** Start of Provided material **

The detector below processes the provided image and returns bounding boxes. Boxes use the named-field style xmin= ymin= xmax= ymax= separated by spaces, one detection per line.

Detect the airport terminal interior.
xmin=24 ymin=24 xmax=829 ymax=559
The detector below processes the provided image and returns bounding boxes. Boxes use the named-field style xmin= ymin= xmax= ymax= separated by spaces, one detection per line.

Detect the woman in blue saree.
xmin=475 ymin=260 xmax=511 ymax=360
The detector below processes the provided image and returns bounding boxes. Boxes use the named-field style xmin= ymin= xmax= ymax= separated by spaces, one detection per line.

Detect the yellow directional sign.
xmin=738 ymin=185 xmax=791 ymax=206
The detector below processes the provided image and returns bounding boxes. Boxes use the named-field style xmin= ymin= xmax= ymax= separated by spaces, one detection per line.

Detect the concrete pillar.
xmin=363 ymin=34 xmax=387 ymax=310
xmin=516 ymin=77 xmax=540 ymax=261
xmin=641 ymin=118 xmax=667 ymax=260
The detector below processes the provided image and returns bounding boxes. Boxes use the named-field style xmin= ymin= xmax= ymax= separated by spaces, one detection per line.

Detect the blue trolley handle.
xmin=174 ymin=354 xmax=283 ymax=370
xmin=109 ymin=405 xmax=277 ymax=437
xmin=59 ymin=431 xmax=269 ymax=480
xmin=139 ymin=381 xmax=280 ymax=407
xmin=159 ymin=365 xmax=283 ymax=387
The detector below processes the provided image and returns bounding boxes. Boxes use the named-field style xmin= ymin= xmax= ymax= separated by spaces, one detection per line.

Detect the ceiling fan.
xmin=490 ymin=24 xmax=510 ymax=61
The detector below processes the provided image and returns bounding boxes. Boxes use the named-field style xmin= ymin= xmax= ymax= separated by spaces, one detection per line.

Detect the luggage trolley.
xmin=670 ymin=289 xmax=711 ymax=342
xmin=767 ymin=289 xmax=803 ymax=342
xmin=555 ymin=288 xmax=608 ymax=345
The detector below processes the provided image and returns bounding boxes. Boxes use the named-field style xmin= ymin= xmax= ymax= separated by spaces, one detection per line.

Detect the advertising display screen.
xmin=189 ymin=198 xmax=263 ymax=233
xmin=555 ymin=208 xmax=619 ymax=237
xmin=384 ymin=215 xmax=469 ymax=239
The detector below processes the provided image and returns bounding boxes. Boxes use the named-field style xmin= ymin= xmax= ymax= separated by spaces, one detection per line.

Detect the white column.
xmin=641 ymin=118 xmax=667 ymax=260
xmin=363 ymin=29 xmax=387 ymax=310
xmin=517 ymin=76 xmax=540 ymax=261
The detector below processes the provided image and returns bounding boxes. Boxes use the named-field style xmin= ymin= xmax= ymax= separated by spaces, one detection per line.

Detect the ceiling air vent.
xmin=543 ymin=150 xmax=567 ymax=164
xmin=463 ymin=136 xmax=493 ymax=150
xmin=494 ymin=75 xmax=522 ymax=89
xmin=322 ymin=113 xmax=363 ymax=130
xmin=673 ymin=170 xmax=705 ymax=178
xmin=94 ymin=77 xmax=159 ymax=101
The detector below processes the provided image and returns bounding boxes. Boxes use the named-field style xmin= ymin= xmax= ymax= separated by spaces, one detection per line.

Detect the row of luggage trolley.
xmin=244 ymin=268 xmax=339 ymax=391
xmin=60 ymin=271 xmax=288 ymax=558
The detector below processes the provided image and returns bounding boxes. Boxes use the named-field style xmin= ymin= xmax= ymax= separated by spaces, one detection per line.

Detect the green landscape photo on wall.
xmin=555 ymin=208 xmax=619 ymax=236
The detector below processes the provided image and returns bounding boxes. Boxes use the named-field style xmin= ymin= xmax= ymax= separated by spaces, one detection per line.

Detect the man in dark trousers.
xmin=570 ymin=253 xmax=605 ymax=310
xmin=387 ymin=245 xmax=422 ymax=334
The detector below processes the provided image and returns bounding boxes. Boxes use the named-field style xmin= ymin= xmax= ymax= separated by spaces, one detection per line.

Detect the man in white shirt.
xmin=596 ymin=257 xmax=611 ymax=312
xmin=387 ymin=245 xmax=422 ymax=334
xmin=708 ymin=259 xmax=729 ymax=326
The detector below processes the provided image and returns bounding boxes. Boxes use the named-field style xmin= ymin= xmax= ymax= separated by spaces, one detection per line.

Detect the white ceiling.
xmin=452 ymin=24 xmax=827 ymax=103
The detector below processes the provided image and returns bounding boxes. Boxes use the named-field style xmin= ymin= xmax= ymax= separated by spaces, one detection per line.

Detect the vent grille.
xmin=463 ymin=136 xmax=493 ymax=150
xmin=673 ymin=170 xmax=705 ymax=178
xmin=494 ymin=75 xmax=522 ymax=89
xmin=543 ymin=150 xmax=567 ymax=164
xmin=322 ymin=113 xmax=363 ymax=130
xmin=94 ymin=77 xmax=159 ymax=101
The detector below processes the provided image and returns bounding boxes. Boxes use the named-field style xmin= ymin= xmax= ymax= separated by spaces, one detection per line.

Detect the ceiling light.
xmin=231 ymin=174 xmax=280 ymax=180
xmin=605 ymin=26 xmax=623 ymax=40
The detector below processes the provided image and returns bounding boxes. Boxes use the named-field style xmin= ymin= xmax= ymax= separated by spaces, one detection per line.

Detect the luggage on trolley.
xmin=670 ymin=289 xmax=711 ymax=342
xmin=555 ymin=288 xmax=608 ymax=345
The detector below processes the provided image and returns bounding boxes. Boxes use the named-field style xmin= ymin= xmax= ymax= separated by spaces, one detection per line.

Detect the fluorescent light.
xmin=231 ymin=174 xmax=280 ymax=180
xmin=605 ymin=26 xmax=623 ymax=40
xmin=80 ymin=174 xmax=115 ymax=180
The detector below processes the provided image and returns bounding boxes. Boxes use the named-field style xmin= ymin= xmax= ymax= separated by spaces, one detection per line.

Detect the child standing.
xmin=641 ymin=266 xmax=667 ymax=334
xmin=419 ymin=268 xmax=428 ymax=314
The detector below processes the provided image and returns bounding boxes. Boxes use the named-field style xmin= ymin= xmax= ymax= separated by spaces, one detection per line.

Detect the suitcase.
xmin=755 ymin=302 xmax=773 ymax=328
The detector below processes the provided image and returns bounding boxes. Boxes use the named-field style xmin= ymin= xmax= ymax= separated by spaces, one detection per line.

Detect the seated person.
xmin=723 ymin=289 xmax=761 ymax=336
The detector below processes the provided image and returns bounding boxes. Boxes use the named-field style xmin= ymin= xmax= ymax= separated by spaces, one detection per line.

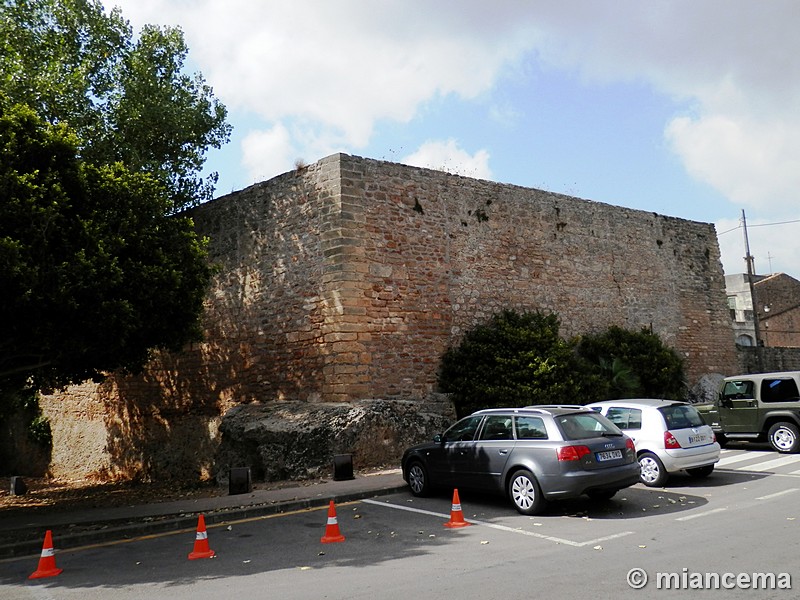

** End of Provided material **

Rescale the records from the start up to and including the line with "xmin=159 ymin=365 xmax=283 ymax=387": repeat every line as is, requests included, but multiply each coordinate in the answers by 0.8 and round it to a whole number, halves up.

The detector below processes the provided image and returns bounding boxes. Boxes use the named-field style xmin= ymin= xmax= ymax= separated by spaces, one detection per line.

Detect the airport terminal interior.
xmin=19 ymin=19 xmax=663 ymax=447
The detector below processes the provided image and returns bounding boxes. Boxes use the named-field style xmin= ymin= xmax= ymax= separated by spaces, one detection per line.

Detect the woman in blue saree.
xmin=380 ymin=208 xmax=409 ymax=288
The detector below processes the provided image and returns bounding boxes. Boxes use the named-field style xmin= ymin= xmax= ymax= separated by spaces, one detection per line.

Detect the yellow directional sign.
xmin=590 ymin=148 xmax=633 ymax=165
The detector below processes the provided image and returns bounding boxes. Boxes use the named-field style xmin= ymin= xmax= ymax= separated by spaces, one detection per line.

Detect the concrete pillar.
xmin=290 ymin=27 xmax=310 ymax=248
xmin=413 ymin=62 xmax=432 ymax=209
xmin=513 ymin=94 xmax=534 ymax=208
The detector below processes the provided image and returns bounding boxes. Boxes use the named-field style xmin= ymin= xmax= ymax= separated by spaces, one detection per line.

Detect the blue trolley handle.
xmin=139 ymin=283 xmax=226 ymax=296
xmin=87 ymin=324 xmax=222 ymax=350
xmin=47 ymin=345 xmax=215 ymax=384
xmin=111 ymin=305 xmax=224 ymax=326
xmin=127 ymin=292 xmax=226 ymax=310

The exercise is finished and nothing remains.